* [Task requirements]: Transcribe the listing below word for word.

start

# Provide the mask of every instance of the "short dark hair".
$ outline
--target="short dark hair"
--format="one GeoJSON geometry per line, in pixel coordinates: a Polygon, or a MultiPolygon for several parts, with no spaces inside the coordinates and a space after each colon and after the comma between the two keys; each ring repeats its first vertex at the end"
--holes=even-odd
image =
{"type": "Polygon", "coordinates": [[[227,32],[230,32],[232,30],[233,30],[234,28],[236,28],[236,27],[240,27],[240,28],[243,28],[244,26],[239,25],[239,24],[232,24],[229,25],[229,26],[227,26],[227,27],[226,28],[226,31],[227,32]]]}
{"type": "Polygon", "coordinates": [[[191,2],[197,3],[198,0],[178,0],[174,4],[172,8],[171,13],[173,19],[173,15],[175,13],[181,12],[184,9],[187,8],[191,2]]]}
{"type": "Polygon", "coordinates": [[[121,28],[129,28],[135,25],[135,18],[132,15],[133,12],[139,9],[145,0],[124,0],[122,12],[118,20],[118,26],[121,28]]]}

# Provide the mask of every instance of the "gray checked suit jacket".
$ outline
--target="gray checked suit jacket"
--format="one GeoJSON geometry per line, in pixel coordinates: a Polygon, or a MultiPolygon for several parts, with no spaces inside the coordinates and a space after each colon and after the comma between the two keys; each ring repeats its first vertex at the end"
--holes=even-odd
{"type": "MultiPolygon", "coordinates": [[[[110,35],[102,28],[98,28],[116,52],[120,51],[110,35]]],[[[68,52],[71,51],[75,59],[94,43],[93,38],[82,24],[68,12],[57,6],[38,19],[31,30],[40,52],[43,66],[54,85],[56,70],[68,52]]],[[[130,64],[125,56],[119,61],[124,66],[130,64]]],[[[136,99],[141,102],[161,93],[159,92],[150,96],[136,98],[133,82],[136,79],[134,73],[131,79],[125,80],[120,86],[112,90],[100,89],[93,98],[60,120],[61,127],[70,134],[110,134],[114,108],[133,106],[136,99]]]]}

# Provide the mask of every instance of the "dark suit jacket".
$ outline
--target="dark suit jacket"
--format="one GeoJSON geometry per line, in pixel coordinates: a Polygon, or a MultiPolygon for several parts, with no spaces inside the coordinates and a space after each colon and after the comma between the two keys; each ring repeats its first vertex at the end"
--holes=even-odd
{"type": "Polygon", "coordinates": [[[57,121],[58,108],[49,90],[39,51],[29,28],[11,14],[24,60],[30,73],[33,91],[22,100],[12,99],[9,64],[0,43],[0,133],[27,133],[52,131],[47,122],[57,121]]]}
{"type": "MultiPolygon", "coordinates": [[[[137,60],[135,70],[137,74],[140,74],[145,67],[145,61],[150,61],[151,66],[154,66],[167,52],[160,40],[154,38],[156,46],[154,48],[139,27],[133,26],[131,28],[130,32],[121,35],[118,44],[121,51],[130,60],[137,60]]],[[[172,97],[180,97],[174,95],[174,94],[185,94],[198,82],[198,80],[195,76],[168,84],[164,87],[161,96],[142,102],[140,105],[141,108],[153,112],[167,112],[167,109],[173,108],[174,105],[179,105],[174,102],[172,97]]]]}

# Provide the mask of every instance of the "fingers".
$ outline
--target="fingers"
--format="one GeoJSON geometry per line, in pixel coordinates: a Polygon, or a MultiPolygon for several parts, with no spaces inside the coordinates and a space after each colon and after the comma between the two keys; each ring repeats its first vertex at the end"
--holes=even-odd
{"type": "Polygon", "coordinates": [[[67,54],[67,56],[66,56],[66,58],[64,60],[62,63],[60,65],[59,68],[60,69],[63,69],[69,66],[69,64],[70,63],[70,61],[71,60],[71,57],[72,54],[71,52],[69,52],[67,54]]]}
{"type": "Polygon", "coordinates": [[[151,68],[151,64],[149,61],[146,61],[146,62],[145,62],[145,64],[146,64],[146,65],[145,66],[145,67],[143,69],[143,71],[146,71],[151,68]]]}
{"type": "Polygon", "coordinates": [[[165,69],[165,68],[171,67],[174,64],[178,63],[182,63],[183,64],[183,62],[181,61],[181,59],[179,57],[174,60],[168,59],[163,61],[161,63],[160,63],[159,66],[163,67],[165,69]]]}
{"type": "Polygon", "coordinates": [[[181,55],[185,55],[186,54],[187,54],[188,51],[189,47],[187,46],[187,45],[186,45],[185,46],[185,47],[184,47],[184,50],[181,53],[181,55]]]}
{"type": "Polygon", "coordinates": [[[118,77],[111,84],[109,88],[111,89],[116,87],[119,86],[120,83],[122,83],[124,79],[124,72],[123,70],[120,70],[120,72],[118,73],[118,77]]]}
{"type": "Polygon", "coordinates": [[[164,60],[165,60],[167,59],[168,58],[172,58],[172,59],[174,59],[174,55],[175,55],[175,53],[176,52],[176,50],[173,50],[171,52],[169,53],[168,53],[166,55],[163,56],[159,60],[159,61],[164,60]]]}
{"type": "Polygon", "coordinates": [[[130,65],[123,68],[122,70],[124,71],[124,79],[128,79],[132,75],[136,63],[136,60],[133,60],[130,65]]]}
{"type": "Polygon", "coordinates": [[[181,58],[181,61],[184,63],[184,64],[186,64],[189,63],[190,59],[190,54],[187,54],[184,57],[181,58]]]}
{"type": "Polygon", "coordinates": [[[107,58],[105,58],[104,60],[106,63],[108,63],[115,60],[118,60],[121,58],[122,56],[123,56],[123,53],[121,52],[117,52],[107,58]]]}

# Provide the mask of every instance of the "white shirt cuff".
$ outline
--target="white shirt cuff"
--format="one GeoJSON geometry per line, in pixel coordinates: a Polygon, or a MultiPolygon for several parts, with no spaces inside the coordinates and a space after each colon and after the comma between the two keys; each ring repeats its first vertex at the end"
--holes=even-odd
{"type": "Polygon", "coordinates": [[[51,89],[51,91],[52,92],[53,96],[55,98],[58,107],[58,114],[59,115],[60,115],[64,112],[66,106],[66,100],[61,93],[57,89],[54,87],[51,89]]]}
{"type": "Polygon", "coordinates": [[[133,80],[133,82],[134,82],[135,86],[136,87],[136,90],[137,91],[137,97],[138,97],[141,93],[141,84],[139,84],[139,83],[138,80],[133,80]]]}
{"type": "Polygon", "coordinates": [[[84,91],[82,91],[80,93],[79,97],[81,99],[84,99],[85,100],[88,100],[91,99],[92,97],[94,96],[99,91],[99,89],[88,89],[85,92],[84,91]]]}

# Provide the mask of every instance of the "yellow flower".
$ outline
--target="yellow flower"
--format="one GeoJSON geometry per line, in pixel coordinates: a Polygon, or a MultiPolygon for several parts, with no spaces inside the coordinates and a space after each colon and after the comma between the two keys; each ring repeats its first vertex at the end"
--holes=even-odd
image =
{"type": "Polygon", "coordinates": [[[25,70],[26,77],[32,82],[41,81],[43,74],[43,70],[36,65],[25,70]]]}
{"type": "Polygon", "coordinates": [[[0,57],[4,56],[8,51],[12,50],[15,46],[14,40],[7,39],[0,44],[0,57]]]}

end

* [Exercise output]:
# Provide the mask of every instance of the "short dark hair".
$ outline
--target="short dark hair"
--format="one GeoJSON geometry per line, in pixel coordinates: a Polygon, or a MultiPolygon for several parts, with no spaces inside the coordinates and a space after each colon and after the comma between the two keys; each ring repeats its first vertex at the end"
--holes=even-odd
image =
{"type": "Polygon", "coordinates": [[[227,32],[230,32],[232,30],[233,30],[234,28],[236,28],[236,27],[240,27],[240,28],[243,28],[244,26],[239,25],[239,24],[232,24],[229,25],[229,26],[227,26],[227,27],[226,28],[226,31],[227,32]]]}
{"type": "Polygon", "coordinates": [[[191,2],[197,3],[198,0],[178,0],[174,4],[172,8],[171,13],[173,19],[173,15],[175,13],[181,12],[184,9],[187,8],[191,2]]]}
{"type": "Polygon", "coordinates": [[[121,28],[129,28],[135,25],[135,18],[132,15],[133,12],[139,9],[145,0],[124,0],[122,12],[118,20],[118,26],[121,28]]]}

# Provide the mask of every instance of the "gray checked suit jacket".
$ outline
--target="gray checked suit jacket"
--format="one GeoJSON geometry per line, in pixel coordinates: a Polygon, or a MultiPolygon for several parts, with no spaces inside the coordinates and a space after each colon and after the comma between the two keys; each ring repeats its first vertex at the end"
--holes=even-odd
{"type": "MultiPolygon", "coordinates": [[[[110,35],[102,28],[98,28],[116,52],[120,51],[110,35]]],[[[68,52],[71,51],[75,59],[94,43],[93,38],[82,24],[68,12],[57,6],[38,19],[31,30],[40,52],[43,66],[54,85],[56,70],[68,52]]],[[[130,64],[125,56],[119,61],[124,66],[130,64]]],[[[136,99],[141,102],[161,93],[159,92],[150,96],[136,98],[133,82],[136,79],[134,73],[131,79],[125,80],[120,86],[112,90],[100,89],[93,98],[60,120],[61,127],[70,134],[110,134],[114,108],[133,106],[136,99]]]]}

# Provide the mask of every instance of the "dark suit jacket".
$ outline
--target="dark suit jacket"
--format="one GeoJSON geometry per line, in pixel coordinates: a Polygon, or a MultiPolygon for several parts, with no spaces inside the coordinates and a space after each colon and after the comma between the two keys; each ring repeats its first vertex at the end"
--holes=even-odd
{"type": "Polygon", "coordinates": [[[57,121],[58,108],[49,90],[39,51],[29,28],[11,14],[24,60],[30,73],[33,91],[22,100],[12,99],[9,64],[0,43],[0,133],[27,133],[52,131],[47,122],[57,121]]]}
{"type": "MultiPolygon", "coordinates": [[[[137,60],[135,70],[137,74],[140,74],[145,67],[145,61],[150,61],[151,66],[154,66],[167,52],[160,40],[154,38],[156,46],[154,48],[139,27],[133,26],[131,28],[130,32],[121,35],[118,44],[121,51],[130,60],[137,60]]],[[[172,97],[180,97],[174,95],[174,94],[185,94],[198,82],[198,80],[195,76],[168,84],[164,87],[161,96],[142,102],[140,105],[141,108],[153,112],[167,112],[167,109],[173,108],[174,105],[179,105],[174,102],[172,97]]]]}

# Provide the mask of every instance of the "fingers".
$ outline
--target="fingers"
--format="one GeoJSON geometry per line, in pixel coordinates: a Polygon, or a MultiPolygon for several parts, with no spaces inside the coordinates and a space after each colon and after the comma between the two keys; each ring repeats its first vertex at the end"
--holes=even-odd
{"type": "Polygon", "coordinates": [[[67,54],[67,56],[66,56],[66,58],[64,60],[62,63],[60,65],[59,68],[60,69],[63,69],[69,66],[69,64],[70,63],[70,61],[71,60],[71,57],[72,54],[71,52],[69,52],[67,54]]]}
{"type": "Polygon", "coordinates": [[[151,68],[151,64],[149,61],[146,61],[146,62],[145,62],[145,64],[146,64],[146,65],[145,66],[145,67],[143,69],[143,71],[146,71],[151,68]]]}
{"type": "Polygon", "coordinates": [[[165,69],[165,68],[171,67],[174,64],[178,63],[182,63],[183,64],[183,62],[181,61],[181,59],[179,57],[174,60],[168,59],[163,61],[161,63],[160,63],[159,66],[163,67],[165,69]]]}
{"type": "Polygon", "coordinates": [[[181,55],[185,55],[186,54],[187,54],[188,51],[189,47],[187,46],[187,45],[186,45],[185,46],[185,47],[184,47],[184,50],[181,53],[181,55]]]}
{"type": "Polygon", "coordinates": [[[118,77],[111,84],[109,88],[111,89],[116,87],[119,86],[120,83],[122,83],[124,79],[124,72],[123,70],[120,70],[120,72],[118,73],[118,77]]]}
{"type": "Polygon", "coordinates": [[[164,60],[165,60],[167,59],[168,58],[172,58],[172,59],[174,59],[174,55],[175,55],[175,53],[176,52],[176,50],[173,50],[171,52],[169,53],[168,53],[166,55],[163,56],[159,60],[159,61],[164,60]]]}
{"type": "Polygon", "coordinates": [[[130,65],[123,68],[122,70],[124,71],[124,79],[128,79],[132,75],[136,63],[136,60],[133,60],[130,65]]]}
{"type": "Polygon", "coordinates": [[[181,58],[181,61],[184,63],[184,64],[186,64],[189,63],[190,59],[190,54],[187,54],[184,57],[181,58]]]}
{"type": "Polygon", "coordinates": [[[107,58],[105,58],[104,60],[106,63],[108,63],[115,60],[118,60],[121,58],[122,56],[123,56],[123,53],[121,52],[117,52],[107,58]]]}

# Provide the mask of every instance of the "white shirt cuff".
$ outline
--target="white shirt cuff"
--format="one GeoJSON geometry per line, in pixel coordinates: a Polygon, or a MultiPolygon for several parts, with no spaces inside the coordinates and a space after each colon and after the comma between the two keys; each ring repeats its first vertex at the end"
--holes=even-odd
{"type": "Polygon", "coordinates": [[[51,89],[51,91],[52,92],[53,96],[55,98],[58,107],[58,114],[59,115],[60,115],[64,112],[66,106],[66,100],[61,93],[57,89],[54,87],[51,89]]]}
{"type": "Polygon", "coordinates": [[[133,80],[133,82],[134,82],[135,86],[136,87],[136,90],[137,91],[137,97],[138,97],[141,93],[141,84],[139,84],[139,83],[138,80],[133,80]]]}
{"type": "Polygon", "coordinates": [[[84,91],[82,91],[80,93],[79,97],[81,99],[84,99],[85,100],[88,100],[91,99],[92,97],[94,96],[99,91],[99,89],[88,89],[85,92],[84,91]]]}

# Provide the mask of every instance of the "yellow flower".
$ outline
--target="yellow flower"
--format="one GeoJSON geometry per line, in pixel coordinates: a Polygon, or a MultiPolygon for several parts, with no spaces inside the coordinates and a space after each colon and after the comma between the two keys; each ring repeats its first vertex at the end"
--holes=even-odd
image =
{"type": "Polygon", "coordinates": [[[25,70],[26,77],[32,82],[41,81],[43,74],[43,70],[36,65],[25,70]]]}
{"type": "Polygon", "coordinates": [[[0,57],[4,56],[8,51],[12,50],[15,46],[14,40],[7,39],[0,44],[0,57]]]}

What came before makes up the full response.